EXCERPTED RECORDS:
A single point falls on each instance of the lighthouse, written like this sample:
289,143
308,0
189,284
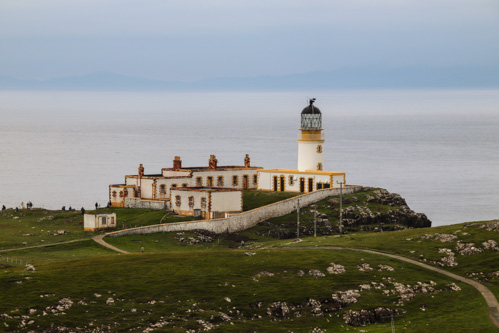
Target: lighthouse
310,175
311,139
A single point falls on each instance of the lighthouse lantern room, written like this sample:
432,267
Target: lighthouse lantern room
311,139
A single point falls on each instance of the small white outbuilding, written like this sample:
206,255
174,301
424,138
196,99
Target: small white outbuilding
101,221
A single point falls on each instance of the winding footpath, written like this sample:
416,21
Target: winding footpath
489,297
99,239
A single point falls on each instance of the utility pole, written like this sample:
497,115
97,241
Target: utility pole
298,219
341,208
315,221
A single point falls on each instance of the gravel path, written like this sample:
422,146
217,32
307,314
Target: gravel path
486,293
99,239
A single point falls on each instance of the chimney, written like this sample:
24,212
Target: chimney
247,161
213,162
177,163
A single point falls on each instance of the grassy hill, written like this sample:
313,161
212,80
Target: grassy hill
196,281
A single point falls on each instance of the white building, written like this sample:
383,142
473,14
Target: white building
154,190
207,202
310,175
95,222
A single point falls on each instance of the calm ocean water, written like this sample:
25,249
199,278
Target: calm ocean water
438,149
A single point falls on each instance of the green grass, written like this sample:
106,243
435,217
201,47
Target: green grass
182,284
189,286
410,244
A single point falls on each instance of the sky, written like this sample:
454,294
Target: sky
196,39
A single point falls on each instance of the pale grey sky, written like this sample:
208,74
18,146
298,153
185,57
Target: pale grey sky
195,39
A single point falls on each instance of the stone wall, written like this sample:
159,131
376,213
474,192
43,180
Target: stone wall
242,221
142,203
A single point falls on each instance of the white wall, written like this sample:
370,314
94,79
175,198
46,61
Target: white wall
308,157
226,201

DESCRIPTION OF THE TASK: Print each record exactly as it stands, omitting the pictures.

TASK RESPONSE:
A single point falls on each instance of the lighthouse, written like this sample:
289,143
308,0
189,284
Target: lighthouse
310,175
311,139
A single point falls on each instance of the lighthouse lantern room, written like this sample:
432,267
Target: lighthouse lantern room
311,139
A single point falls on each instance of the small white outbuilding, written like this sample:
206,255
174,301
424,138
196,99
Target: small white outbuilding
101,221
A single point falls on each instance of the winding footpath, written like this sample:
416,21
Target: winding footpath
489,297
99,239
A single point falls on each instance of the utility pole, written like this sample:
497,115
97,241
Target: utility pole
298,219
341,208
315,221
A single point falls on each instance of the gravel path, written like this sample:
422,146
217,32
307,314
Target: gravel path
486,293
99,239
A single point falls on each instance of the chimney, written like this sample:
24,212
Target: chimney
247,161
213,162
177,163
A single point falls on each instance of the grassy hill, written like this sample:
313,161
212,80
Target: grassy hill
196,281
A single point falls on each instance of the white building, written like this sample:
383,142
473,14
Target: white building
154,190
207,202
310,175
95,222
A single point falls on each instance of the calm ocean water, written like this sample:
25,249
199,278
Target: calm ocean water
438,149
A single point falls on each instance of the green grass, written like this sample:
106,243
435,217
201,47
Target: green grass
182,284
189,286
410,244
A single point falls on each instance of the sky, written like this sample:
454,294
Target: sky
196,39
A single point falls on each instance of the pale grey sky, written like this sample:
208,74
18,146
298,153
185,57
Target: pale grey sky
195,39
A single point falls on each instance of the stone wall, written like this sample:
159,131
376,213
474,192
43,180
Target: stone wall
242,221
142,203
A single point falls on each instance of the white wall, written like this sample:
370,314
94,79
175,198
46,61
Target: white wall
308,157
226,201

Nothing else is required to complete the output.